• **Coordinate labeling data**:
------------------------------------------------
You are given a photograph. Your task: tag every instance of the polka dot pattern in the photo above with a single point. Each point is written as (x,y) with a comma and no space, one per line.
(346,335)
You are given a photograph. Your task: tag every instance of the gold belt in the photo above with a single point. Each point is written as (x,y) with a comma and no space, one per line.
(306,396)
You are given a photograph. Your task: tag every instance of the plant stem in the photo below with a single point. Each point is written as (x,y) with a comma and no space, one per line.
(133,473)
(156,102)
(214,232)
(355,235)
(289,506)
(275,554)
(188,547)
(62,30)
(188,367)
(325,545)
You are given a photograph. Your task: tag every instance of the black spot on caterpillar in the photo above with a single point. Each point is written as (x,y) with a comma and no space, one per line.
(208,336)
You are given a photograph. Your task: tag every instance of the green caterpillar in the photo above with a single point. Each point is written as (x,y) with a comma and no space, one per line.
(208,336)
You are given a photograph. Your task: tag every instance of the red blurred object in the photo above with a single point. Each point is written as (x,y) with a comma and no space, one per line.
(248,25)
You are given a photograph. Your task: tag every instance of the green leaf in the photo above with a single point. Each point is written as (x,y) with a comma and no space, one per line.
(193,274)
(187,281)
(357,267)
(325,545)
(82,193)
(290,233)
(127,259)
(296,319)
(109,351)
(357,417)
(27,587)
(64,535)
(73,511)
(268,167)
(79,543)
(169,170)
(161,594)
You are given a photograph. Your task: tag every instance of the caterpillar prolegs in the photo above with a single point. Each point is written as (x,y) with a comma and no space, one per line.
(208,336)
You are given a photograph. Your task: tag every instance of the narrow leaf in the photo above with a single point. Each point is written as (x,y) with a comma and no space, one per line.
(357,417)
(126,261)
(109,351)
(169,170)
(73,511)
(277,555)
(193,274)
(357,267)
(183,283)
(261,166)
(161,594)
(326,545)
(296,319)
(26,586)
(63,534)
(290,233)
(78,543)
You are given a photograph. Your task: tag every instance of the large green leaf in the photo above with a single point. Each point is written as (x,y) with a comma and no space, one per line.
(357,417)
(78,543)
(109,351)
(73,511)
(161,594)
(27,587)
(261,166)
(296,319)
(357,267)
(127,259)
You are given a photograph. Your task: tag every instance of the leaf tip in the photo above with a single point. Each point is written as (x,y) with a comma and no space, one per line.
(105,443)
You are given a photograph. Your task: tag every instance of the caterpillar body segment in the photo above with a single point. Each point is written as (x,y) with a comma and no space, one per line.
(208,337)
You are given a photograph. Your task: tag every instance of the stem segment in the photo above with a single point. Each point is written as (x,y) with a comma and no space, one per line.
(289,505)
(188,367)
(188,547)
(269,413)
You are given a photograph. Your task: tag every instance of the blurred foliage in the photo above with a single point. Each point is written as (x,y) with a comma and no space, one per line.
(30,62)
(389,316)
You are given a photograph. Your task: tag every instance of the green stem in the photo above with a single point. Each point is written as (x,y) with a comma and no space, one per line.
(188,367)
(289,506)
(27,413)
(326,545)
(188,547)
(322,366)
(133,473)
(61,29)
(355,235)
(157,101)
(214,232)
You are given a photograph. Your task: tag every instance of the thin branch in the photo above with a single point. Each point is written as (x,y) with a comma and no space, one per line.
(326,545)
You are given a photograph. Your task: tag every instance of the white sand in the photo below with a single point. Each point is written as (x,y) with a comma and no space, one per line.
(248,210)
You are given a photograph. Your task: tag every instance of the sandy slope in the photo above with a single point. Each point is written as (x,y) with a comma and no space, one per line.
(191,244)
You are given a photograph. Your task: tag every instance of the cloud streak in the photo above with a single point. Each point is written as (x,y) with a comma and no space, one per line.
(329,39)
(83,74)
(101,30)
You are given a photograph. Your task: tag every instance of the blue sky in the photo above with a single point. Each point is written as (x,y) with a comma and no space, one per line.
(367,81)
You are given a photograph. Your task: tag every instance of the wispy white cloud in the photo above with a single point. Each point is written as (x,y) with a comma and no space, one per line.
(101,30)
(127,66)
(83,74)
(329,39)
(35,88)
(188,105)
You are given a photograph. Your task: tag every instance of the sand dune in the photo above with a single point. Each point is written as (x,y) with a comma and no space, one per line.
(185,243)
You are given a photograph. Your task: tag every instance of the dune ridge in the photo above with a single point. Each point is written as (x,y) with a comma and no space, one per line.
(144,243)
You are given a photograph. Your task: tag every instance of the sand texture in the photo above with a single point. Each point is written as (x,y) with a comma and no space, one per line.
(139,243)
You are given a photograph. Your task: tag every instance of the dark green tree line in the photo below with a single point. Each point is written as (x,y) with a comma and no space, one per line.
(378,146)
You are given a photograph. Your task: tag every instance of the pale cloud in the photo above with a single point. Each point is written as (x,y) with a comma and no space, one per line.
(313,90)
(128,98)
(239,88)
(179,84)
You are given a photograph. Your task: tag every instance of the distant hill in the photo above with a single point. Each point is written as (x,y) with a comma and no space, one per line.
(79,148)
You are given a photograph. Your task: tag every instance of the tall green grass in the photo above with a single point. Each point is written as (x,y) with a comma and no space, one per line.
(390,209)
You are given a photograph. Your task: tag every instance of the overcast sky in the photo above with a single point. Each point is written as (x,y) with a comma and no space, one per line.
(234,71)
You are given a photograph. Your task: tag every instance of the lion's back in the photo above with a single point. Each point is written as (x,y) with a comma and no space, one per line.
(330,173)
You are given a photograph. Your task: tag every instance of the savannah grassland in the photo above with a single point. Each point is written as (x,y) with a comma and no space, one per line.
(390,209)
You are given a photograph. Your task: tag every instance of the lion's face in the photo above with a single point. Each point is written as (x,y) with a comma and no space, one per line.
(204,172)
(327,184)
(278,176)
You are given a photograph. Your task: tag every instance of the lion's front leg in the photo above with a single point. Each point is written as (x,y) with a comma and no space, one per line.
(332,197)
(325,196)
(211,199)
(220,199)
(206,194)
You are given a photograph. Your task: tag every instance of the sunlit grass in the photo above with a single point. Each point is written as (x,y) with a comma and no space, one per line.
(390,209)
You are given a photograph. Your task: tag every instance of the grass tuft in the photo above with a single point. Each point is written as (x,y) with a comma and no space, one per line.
------------------------------------------------
• **EXERCISE AIM**: Repeat the data verbatim.

• **EXPECTED ANSWER**:
You are given a photograph. Your task: tag every instance of the polka dot pattern in the photo above with a single point. Each point is written as (x,y) with a comma and no space, one per line.
(346,335)
You are given a photograph. Your task: tag every instance of the gold belt in the photo above with a single point. Each point is written as (x,y) with a comma and no space, one per line.
(306,396)
You are given a photograph. Your task: tag every instance of the plant stem in the photo below with a single point. Each point is written as (x,y) with a comma and no space, one per line.
(133,473)
(156,102)
(214,232)
(355,235)
(289,506)
(275,554)
(188,547)
(62,30)
(188,367)
(325,545)
You are given a photograph. Your task: tag every instance of the black spot on caterpillar in the photo above with a single point. Each point is written as (x,y) with a comma and no space, one per line.
(208,336)
You are given a photograph. Your task: tag every instance of the green caterpillar in the photo above with a single point. Each point is written as (x,y) with a comma and no space, one per line.
(208,336)
You are given a photograph. Your task: tag every instance of the red blurred object in the photo above with a single point. Each point is written as (x,y) with a comma and no space, one per line.
(248,25)
You are given a photograph. Your task: tag every instance of the green leaf in the photo above with a single point. Each point is written as (x,y) with a comma and no space, one per line.
(193,274)
(187,281)
(357,267)
(325,545)
(82,193)
(290,233)
(127,259)
(296,319)
(109,351)
(357,417)
(27,587)
(64,535)
(73,511)
(268,167)
(79,543)
(169,170)
(161,594)
You are given a photograph. Your task: tag every instance of the caterpillar prolegs in the photo above with a single point. Each point is written as (x,y) with a comma and no space, one per line.
(208,336)
You are given a photograph. Your task: tag every instance of the narrow leaf in the photo above with a single point. Each point is written as (x,y) with a comma and no space, one per line.
(357,417)
(126,261)
(109,351)
(169,170)
(73,511)
(277,555)
(193,274)
(357,267)
(183,283)
(261,166)
(161,594)
(326,545)
(296,319)
(26,586)
(63,534)
(290,233)
(78,543)
You are given a photograph. Your task: tag every instance of the large green leaf in the photo above with a single point. Each point is written as (x,y) with a comma and no space, one per line.
(357,417)
(78,543)
(109,351)
(73,511)
(161,594)
(27,587)
(261,166)
(296,319)
(357,267)
(127,259)
You are given a photograph. Your task: tag every instance of the leaf tip in the photo above with a single point. Each point is written as (x,y) with a comma and no space, one per line.
(105,443)
You are given a photograph. Your task: tag every instance of the caterpillar body segment in the photo above with a single point. Each point is written as (x,y) with a comma and no space, one per line.
(208,337)
You are given a photograph. Your task: tag every instance of the stem segment in the photo above with a single point. Each point is written as (x,y) with a comma and no space, one per line.
(289,505)
(188,367)
(188,547)
(269,413)
You are given a photograph. Your task: tag every instance of the blurred foliage in the photo above with a single point. Each point is written as (x,y) with a comma and no space, one per line.
(30,62)
(389,316)
You are given a photograph. Your task: tag every instance of the green stem in the photo above with a single point. Each point is written as (x,y) with a comma and no space, one per line.
(188,367)
(289,506)
(27,413)
(326,545)
(188,547)
(322,366)
(133,473)
(61,29)
(355,235)
(157,101)
(214,232)
You are given a photograph. Your task: tag every instance of the thin branch in the photo above with a single point. Each point is written as (x,y) with a comma and no space, one per line.
(326,545)
You are given a photograph. Your task: tag every instance of the white sand in the photo below with a single point. Each point is written as (x,y) with a comma and no space, one per line.
(248,210)
You are given a photograph. Your task: tag every instance of the sandy slope in the photo above with a single point. Each point is written as (x,y) with a comma and no space, one per line.
(191,244)
You are given a photograph. Your task: tag every instance of the cloud streak in the photo above with a single point. Each point is written as (x,y) with a comma and no space, one per line.
(329,39)
(83,74)
(101,30)
You are given a photograph. Your task: tag every instance of the blue sky in the photo above with a single point. Each point is written as (x,y) with a comma and no space, one per line.
(367,81)
You are given a photograph. Your task: tag every instance of the wispy white cloud in the photo above with a single point. Each point is written as (x,y) with a comma and no space, one per line.
(101,30)
(127,66)
(83,74)
(329,39)
(35,88)
(188,105)
You are given a photograph. Your task: tag every instance of the sand dune in the photo above with a single point. Each point is written as (x,y) with a comma and no space, one per line.
(185,243)
You are given a photograph. Your task: tag every instance of the dune ridge in the photo above with a single point. Each point is written as (x,y) with a comma and no space, one per line.
(144,243)
You are given a photograph. Your task: tag every instance of the sand texture in the photo above with a single point. Each point is written as (x,y) with a comma and no space, one per line.
(139,243)
You are given a photograph. Your task: tag every instance of the dark green tree line in the photo below with a single point. Each point is written as (x,y) with a comma and no space, one per line.
(378,146)
You are given a photograph. Your task: tag every instance of the pale cloud in the photo above with a single point. Each point is written as (x,y) with a comma and no space, one per line.
(313,90)
(128,98)
(239,88)
(179,84)
You are given a photograph. Your task: tag every instance of the distant hill in the photo above with a single point. Each point is written as (x,y) with a comma and no space, one per line.
(79,148)
You are given a photograph. Your task: tag every instance of the tall green grass in the photo above with a single point. Each point is written as (x,y) with a comma and no space, one per line.
(390,209)
You are given a photograph. Your task: tag every instance of the overcast sky in the photo above with a single point. Each point is written as (x,y) with a comma and no space, one per line.
(234,71)
You are given a photograph. Your task: tag every instance of the lion's back in the photo above with a single point. Each point is written as (x,y) with a comma and no space, one per line.
(330,173)
You are given a photograph. Your task: tag every instance of the savannah grassland in the photo above with a single point. Each point is written as (x,y) with a comma and no space, one per line.
(390,209)
You are given a photograph. Your task: tag every instance of the lion's face in the photo above with a single point. Each point is written as (x,y) with a comma and no space, one per line.
(204,172)
(327,184)
(278,176)
You are given a photograph. Your task: tag every instance of the lion's front leg in the photo above with a single point. Each point is written as (x,y) with a comma and no space, one per line.
(332,197)
(325,196)
(211,199)
(220,199)
(206,194)
You are given a photograph. Your task: tag every instance of the sunlit grass in the photo above with a single point. Each point is written as (x,y) with a comma and no space, one per line.
(390,209)
You are given a photograph. Your task: tag every instance of the grass tuft in the photo above with a single point. Each point is written as (x,y) with a comma and no space, one per line.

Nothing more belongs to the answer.